* TASK BRIEF *
Take the line containing "of the doorway" and every line after it to the end of the records, and copy them exactly, leaving out pictures.

* DATASET *
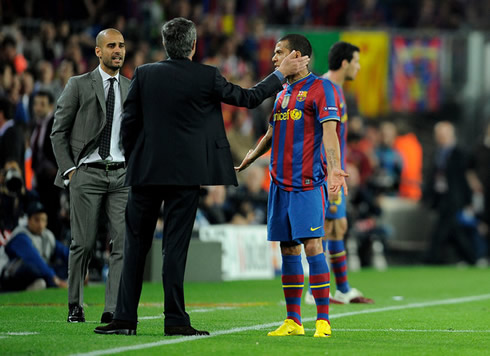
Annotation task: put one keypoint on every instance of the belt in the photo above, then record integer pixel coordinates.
(106, 166)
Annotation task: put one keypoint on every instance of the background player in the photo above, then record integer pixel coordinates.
(343, 64)
(302, 133)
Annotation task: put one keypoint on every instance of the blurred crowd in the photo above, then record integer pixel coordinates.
(44, 43)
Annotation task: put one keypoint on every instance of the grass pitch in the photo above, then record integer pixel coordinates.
(418, 311)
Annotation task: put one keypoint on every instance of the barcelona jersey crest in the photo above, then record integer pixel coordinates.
(301, 96)
(285, 101)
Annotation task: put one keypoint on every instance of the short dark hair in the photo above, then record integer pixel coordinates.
(340, 51)
(298, 43)
(5, 107)
(47, 94)
(178, 36)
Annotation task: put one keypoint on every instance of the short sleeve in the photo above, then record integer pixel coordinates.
(328, 102)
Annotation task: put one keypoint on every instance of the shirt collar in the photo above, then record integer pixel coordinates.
(106, 76)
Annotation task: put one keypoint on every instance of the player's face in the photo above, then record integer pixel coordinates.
(353, 67)
(280, 52)
(112, 51)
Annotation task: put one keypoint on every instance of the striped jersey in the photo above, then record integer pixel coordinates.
(297, 155)
(342, 127)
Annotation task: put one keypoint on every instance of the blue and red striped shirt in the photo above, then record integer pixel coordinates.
(342, 127)
(297, 162)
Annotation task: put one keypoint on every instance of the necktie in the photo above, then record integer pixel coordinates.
(105, 136)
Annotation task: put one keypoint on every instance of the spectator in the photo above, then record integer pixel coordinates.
(36, 259)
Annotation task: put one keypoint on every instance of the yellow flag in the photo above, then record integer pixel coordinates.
(371, 84)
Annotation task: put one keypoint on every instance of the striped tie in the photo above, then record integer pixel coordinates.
(105, 136)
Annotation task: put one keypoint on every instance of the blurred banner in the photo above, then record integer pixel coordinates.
(246, 252)
(415, 78)
(371, 84)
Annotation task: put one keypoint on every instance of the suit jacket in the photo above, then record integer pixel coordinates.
(79, 119)
(172, 128)
(458, 193)
(43, 160)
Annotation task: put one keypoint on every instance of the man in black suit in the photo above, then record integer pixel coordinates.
(447, 192)
(174, 141)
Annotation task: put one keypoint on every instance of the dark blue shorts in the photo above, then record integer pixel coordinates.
(336, 209)
(292, 216)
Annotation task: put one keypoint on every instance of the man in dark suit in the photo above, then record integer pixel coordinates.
(447, 192)
(174, 140)
(87, 147)
(43, 161)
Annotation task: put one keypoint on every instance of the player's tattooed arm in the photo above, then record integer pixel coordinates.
(332, 160)
(263, 146)
(336, 176)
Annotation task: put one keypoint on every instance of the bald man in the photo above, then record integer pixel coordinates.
(87, 148)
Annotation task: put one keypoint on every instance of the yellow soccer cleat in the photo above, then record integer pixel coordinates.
(323, 329)
(288, 328)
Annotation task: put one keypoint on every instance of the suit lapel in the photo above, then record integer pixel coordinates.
(98, 87)
(123, 84)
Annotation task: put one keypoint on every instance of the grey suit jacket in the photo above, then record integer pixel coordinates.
(79, 119)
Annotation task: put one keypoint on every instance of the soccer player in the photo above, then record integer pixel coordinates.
(343, 64)
(302, 134)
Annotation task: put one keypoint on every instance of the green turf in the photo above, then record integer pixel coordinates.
(428, 317)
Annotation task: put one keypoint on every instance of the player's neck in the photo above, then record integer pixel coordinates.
(335, 76)
(298, 76)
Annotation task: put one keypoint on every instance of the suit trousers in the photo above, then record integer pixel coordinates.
(179, 213)
(95, 192)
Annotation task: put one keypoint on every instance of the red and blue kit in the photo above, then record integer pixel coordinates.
(297, 162)
(338, 209)
(297, 197)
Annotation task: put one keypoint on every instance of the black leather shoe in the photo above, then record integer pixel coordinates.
(75, 314)
(106, 317)
(118, 327)
(186, 330)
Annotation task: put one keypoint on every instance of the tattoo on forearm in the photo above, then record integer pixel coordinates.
(331, 158)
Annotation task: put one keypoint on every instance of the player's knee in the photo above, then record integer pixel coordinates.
(313, 246)
(329, 228)
(290, 248)
(340, 228)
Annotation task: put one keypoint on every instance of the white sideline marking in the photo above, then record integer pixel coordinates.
(16, 333)
(19, 333)
(408, 330)
(202, 310)
(268, 325)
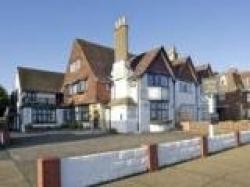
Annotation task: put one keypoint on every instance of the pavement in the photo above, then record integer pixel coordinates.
(229, 168)
(18, 162)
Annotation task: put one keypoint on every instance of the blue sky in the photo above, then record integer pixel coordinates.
(40, 33)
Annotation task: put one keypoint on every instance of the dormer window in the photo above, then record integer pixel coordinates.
(157, 80)
(185, 87)
(223, 81)
(77, 87)
(82, 86)
(75, 66)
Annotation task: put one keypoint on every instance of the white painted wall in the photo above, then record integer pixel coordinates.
(221, 142)
(186, 99)
(59, 116)
(26, 117)
(96, 168)
(245, 136)
(123, 119)
(173, 152)
(144, 106)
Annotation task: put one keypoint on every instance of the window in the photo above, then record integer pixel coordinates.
(82, 86)
(159, 110)
(74, 66)
(223, 81)
(222, 97)
(107, 86)
(157, 80)
(185, 87)
(82, 113)
(77, 87)
(30, 97)
(43, 115)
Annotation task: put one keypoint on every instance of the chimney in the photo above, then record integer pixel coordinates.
(121, 39)
(173, 55)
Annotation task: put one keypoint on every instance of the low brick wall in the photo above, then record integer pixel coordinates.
(97, 168)
(173, 152)
(103, 167)
(222, 142)
(199, 127)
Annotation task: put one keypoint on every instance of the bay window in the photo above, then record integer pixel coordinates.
(159, 110)
(43, 115)
(157, 80)
(82, 113)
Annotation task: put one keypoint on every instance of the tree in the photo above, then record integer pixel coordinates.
(4, 100)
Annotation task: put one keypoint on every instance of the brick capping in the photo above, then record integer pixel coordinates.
(4, 137)
(152, 154)
(48, 172)
(237, 134)
(49, 169)
(204, 146)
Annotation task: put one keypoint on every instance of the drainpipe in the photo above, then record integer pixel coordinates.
(138, 105)
(174, 98)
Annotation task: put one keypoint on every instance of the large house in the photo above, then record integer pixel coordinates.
(232, 96)
(111, 88)
(38, 98)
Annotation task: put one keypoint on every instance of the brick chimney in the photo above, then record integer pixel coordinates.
(173, 55)
(121, 39)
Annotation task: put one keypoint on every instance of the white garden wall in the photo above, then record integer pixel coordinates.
(221, 142)
(245, 137)
(96, 168)
(170, 153)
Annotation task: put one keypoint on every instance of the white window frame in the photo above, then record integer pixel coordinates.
(248, 97)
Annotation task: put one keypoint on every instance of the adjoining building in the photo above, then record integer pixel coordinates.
(38, 98)
(232, 94)
(106, 87)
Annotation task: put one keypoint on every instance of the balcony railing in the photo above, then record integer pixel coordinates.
(50, 101)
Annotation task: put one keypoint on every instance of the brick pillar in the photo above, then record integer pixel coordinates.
(237, 136)
(6, 137)
(48, 172)
(204, 146)
(152, 155)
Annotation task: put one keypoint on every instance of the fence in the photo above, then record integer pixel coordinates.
(103, 167)
(199, 127)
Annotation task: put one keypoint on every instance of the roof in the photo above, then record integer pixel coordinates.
(233, 82)
(40, 80)
(180, 64)
(100, 58)
(203, 71)
(141, 62)
(122, 101)
(245, 76)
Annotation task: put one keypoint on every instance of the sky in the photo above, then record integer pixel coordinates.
(40, 34)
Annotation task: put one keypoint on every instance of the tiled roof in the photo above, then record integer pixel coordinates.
(101, 58)
(40, 80)
(180, 67)
(141, 62)
(203, 71)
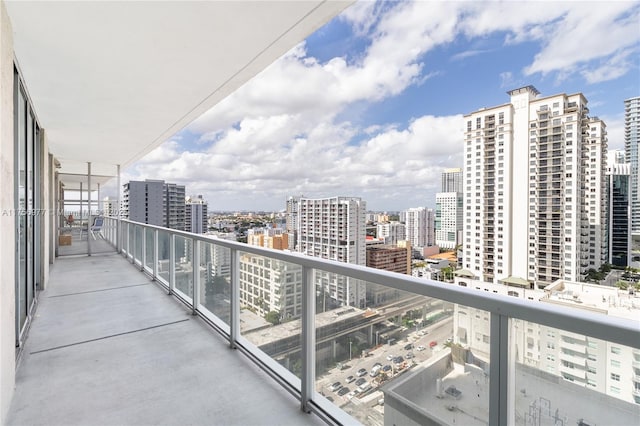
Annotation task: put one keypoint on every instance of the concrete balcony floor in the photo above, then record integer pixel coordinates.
(109, 347)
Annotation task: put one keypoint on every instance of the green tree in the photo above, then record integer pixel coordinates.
(622, 285)
(447, 273)
(605, 268)
(273, 317)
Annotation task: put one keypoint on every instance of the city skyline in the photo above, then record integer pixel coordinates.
(372, 104)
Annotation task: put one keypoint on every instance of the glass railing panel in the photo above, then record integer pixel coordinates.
(138, 235)
(271, 308)
(215, 280)
(564, 378)
(148, 253)
(375, 343)
(184, 266)
(164, 256)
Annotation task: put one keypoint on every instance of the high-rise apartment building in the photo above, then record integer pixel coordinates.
(619, 179)
(535, 189)
(156, 203)
(452, 180)
(196, 219)
(144, 201)
(420, 226)
(334, 228)
(110, 207)
(274, 238)
(449, 215)
(391, 232)
(174, 205)
(270, 285)
(448, 219)
(631, 141)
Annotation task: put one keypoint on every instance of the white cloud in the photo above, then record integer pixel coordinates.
(582, 36)
(616, 66)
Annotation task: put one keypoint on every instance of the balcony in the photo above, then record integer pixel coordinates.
(107, 335)
(109, 347)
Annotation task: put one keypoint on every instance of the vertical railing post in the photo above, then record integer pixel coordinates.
(195, 265)
(119, 244)
(172, 263)
(499, 370)
(234, 321)
(308, 338)
(155, 255)
(133, 237)
(143, 252)
(127, 239)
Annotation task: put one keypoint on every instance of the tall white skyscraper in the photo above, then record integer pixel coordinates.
(452, 180)
(196, 218)
(448, 219)
(534, 189)
(631, 141)
(334, 228)
(449, 215)
(420, 226)
(291, 221)
(392, 232)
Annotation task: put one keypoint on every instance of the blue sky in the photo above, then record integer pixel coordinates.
(371, 105)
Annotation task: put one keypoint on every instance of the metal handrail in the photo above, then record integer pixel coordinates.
(616, 330)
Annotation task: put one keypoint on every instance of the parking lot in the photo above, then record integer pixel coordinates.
(356, 379)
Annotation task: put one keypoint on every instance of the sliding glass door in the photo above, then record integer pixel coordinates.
(28, 216)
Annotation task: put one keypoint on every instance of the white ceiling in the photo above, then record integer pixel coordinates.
(110, 81)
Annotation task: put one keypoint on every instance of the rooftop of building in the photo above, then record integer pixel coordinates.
(463, 397)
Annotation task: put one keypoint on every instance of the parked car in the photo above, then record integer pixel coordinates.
(334, 387)
(375, 370)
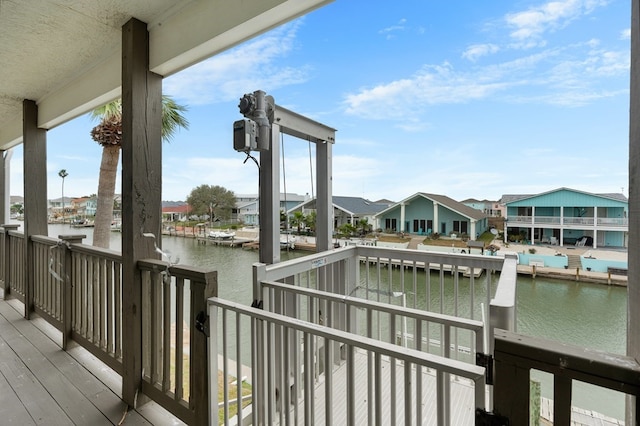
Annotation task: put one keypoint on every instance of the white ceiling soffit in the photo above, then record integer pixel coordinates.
(66, 54)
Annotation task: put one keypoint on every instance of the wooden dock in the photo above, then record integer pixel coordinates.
(578, 416)
(394, 263)
(228, 242)
(44, 385)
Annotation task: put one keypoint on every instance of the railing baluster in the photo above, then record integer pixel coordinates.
(166, 281)
(225, 366)
(239, 378)
(179, 357)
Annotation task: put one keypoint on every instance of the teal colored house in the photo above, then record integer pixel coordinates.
(424, 214)
(568, 217)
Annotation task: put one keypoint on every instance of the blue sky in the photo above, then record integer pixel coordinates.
(461, 98)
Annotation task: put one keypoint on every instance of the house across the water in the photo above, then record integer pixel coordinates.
(567, 216)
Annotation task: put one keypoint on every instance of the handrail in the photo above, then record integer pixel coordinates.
(475, 326)
(270, 323)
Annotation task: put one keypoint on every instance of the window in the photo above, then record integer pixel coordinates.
(390, 224)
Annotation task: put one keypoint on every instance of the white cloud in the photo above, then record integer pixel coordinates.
(572, 75)
(248, 67)
(406, 98)
(529, 26)
(478, 50)
(390, 31)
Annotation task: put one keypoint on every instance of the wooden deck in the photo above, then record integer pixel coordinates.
(43, 385)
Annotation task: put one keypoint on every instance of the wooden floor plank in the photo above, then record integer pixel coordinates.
(12, 411)
(74, 383)
(18, 333)
(32, 396)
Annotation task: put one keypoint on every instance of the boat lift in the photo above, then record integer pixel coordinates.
(260, 131)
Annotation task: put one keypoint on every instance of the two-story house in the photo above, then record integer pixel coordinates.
(567, 216)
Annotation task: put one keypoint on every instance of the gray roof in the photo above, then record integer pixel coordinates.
(358, 206)
(511, 198)
(454, 205)
(449, 203)
(353, 205)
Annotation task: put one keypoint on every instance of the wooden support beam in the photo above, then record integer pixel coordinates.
(5, 188)
(35, 186)
(141, 189)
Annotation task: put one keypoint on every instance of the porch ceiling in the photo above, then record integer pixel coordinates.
(65, 54)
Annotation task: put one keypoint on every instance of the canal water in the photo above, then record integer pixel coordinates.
(583, 314)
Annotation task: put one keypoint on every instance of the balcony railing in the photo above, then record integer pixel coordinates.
(333, 326)
(351, 290)
(78, 289)
(516, 355)
(608, 222)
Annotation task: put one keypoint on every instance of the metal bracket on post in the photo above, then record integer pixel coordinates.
(202, 323)
(487, 418)
(486, 361)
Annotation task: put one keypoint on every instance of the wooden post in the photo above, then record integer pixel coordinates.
(5, 180)
(35, 186)
(633, 281)
(141, 190)
(7, 257)
(67, 284)
(511, 388)
(199, 374)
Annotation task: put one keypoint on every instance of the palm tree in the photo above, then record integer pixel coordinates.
(297, 220)
(63, 174)
(108, 133)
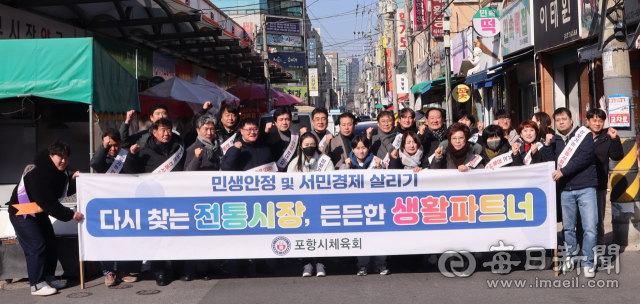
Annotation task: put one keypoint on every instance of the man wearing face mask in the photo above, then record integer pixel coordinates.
(340, 146)
(281, 141)
(607, 147)
(319, 120)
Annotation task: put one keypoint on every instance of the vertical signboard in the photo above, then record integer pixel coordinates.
(420, 20)
(311, 48)
(516, 28)
(437, 18)
(556, 23)
(313, 82)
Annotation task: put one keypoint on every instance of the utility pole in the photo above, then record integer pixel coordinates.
(617, 80)
(446, 26)
(409, 35)
(265, 55)
(394, 53)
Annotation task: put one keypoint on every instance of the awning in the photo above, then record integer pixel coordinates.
(488, 82)
(85, 74)
(477, 77)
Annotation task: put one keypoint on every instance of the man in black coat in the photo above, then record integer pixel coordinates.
(205, 153)
(160, 147)
(607, 146)
(247, 153)
(577, 181)
(45, 185)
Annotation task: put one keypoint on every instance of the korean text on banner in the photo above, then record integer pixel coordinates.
(234, 215)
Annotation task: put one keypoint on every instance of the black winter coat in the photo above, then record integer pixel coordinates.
(606, 148)
(580, 172)
(150, 157)
(45, 185)
(251, 155)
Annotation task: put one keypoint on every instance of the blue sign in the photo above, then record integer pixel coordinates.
(289, 60)
(283, 25)
(311, 47)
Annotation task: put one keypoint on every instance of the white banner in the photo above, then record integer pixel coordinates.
(235, 215)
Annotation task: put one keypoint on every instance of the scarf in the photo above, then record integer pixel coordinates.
(439, 134)
(356, 165)
(458, 156)
(411, 161)
(209, 147)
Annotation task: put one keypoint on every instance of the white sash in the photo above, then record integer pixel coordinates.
(527, 158)
(228, 143)
(171, 162)
(288, 153)
(500, 161)
(270, 167)
(473, 161)
(118, 162)
(323, 163)
(322, 143)
(397, 141)
(572, 146)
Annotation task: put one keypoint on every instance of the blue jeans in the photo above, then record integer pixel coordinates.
(585, 201)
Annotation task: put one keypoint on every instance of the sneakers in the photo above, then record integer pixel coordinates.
(44, 291)
(110, 279)
(589, 272)
(567, 266)
(127, 277)
(320, 270)
(308, 269)
(384, 270)
(57, 284)
(362, 271)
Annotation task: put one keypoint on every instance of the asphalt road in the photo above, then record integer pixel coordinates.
(343, 286)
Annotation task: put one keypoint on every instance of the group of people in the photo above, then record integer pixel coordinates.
(226, 143)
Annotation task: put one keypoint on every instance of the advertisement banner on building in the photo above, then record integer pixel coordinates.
(188, 215)
(289, 60)
(555, 23)
(436, 27)
(164, 66)
(284, 40)
(486, 22)
(313, 82)
(516, 28)
(283, 25)
(420, 19)
(19, 24)
(311, 48)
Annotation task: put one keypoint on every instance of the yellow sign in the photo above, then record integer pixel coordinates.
(462, 93)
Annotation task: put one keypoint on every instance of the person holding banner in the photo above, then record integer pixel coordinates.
(573, 148)
(340, 146)
(108, 152)
(497, 151)
(282, 142)
(504, 121)
(205, 153)
(607, 147)
(319, 121)
(387, 138)
(247, 154)
(309, 158)
(529, 152)
(434, 132)
(458, 154)
(543, 120)
(37, 196)
(410, 155)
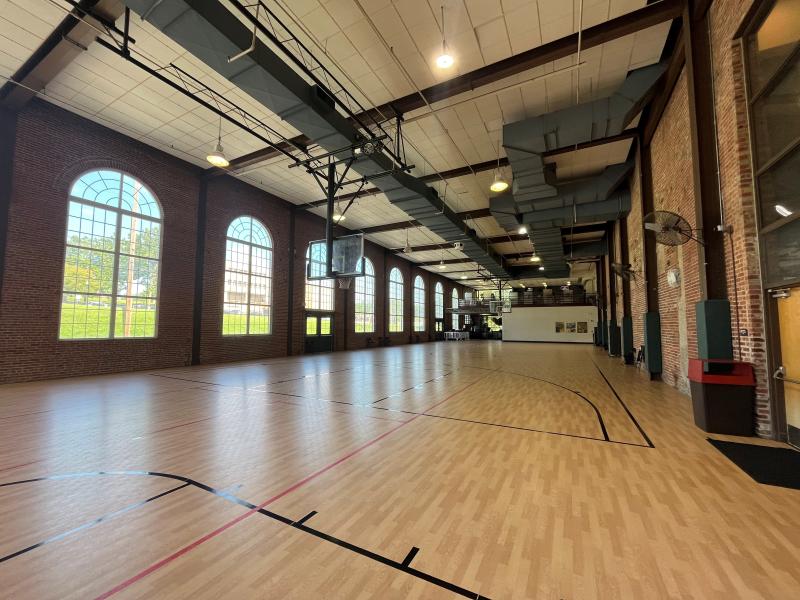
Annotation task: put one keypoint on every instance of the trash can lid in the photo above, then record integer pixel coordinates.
(721, 372)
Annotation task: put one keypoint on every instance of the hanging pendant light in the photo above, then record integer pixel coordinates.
(217, 157)
(445, 60)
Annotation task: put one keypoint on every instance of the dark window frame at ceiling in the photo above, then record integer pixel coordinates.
(764, 166)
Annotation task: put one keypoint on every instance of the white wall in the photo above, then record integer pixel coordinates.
(538, 323)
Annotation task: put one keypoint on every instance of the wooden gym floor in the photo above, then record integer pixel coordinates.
(458, 469)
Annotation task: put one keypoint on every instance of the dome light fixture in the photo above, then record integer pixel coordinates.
(217, 157)
(445, 60)
(499, 184)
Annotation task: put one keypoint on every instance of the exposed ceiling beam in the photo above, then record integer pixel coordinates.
(71, 37)
(449, 174)
(627, 24)
(478, 213)
(451, 261)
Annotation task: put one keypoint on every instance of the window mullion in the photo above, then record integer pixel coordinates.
(115, 274)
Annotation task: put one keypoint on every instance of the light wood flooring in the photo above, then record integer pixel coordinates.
(514, 470)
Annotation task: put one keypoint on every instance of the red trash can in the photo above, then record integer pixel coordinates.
(723, 395)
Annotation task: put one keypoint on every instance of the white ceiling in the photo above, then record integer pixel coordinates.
(461, 130)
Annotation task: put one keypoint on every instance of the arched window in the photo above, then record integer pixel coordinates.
(248, 279)
(319, 292)
(455, 305)
(395, 300)
(112, 259)
(365, 300)
(419, 304)
(438, 305)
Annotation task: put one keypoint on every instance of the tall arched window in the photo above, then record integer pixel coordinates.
(438, 305)
(419, 304)
(455, 305)
(112, 259)
(365, 300)
(248, 279)
(395, 300)
(319, 292)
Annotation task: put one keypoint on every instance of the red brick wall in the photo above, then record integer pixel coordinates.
(636, 257)
(227, 199)
(673, 190)
(52, 148)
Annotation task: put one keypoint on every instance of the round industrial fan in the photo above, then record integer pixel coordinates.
(670, 228)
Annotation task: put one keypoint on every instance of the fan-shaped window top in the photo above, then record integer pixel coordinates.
(116, 190)
(251, 231)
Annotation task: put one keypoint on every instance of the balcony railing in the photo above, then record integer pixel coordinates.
(533, 297)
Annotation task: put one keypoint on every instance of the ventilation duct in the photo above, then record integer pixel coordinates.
(212, 33)
(526, 141)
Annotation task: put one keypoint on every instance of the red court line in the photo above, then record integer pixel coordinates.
(189, 547)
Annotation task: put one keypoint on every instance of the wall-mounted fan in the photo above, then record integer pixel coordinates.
(623, 271)
(670, 228)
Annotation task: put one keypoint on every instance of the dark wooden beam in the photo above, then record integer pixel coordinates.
(610, 30)
(70, 38)
(628, 134)
(8, 138)
(199, 270)
(618, 27)
(650, 259)
(676, 51)
(449, 261)
(699, 72)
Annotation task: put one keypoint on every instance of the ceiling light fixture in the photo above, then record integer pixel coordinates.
(445, 60)
(217, 157)
(499, 184)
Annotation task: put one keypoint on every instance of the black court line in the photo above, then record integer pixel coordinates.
(91, 524)
(413, 387)
(625, 406)
(486, 423)
(306, 518)
(558, 385)
(400, 566)
(410, 556)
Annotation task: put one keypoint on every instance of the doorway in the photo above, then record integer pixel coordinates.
(319, 332)
(788, 372)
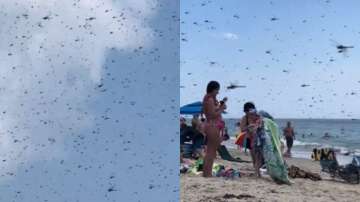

* WRITTEN SOLUTION *
Annotation task: put one keypoint on every instance of the doorway in the photo above, then record integer pixel coordinates.
(319, 332)
(788, 372)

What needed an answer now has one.